# [PROBLEM DESCRIPTION]
Your reply should reproduce each line below exactly and carry none of the pictures.

# [TASK INPUTS]
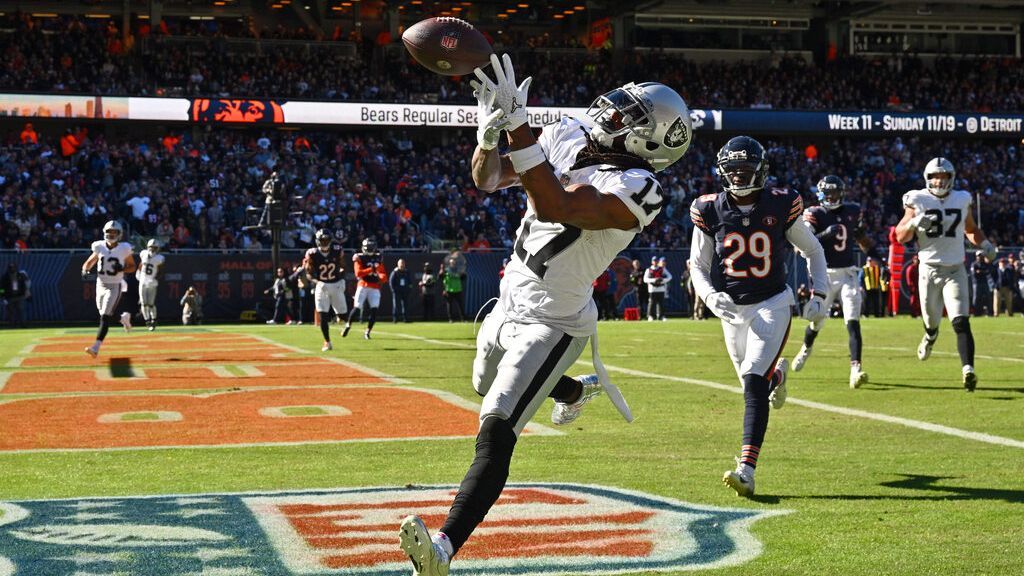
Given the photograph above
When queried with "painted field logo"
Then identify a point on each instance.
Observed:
(535, 529)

# [YOUR SOLUTION]
Given the photograph above
When queried with "painted field logo"
Then identify a point on each instance.
Observed:
(535, 529)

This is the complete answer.